Raw data —

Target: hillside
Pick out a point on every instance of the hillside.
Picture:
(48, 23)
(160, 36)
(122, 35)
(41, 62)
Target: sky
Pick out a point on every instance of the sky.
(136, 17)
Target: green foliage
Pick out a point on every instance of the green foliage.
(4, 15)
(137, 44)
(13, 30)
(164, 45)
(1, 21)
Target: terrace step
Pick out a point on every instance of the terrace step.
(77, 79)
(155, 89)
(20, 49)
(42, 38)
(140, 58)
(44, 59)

Exercise instructions — Please change "terrace step" to "stair step" in the records, starting at the line that has "Target: sky" and continuing through the end of the records, and reproduce those lines with everything else left as is.

Task result —
Target: sky
Pick out a point on every instance of the sky.
(136, 17)
Target: green foliage
Pick out a point on every instance of the green foliage.
(4, 15)
(137, 44)
(13, 30)
(164, 45)
(1, 21)
Target: stair step
Pick out a point on every instance of the stair step.
(77, 79)
(155, 89)
(20, 49)
(42, 38)
(140, 58)
(44, 59)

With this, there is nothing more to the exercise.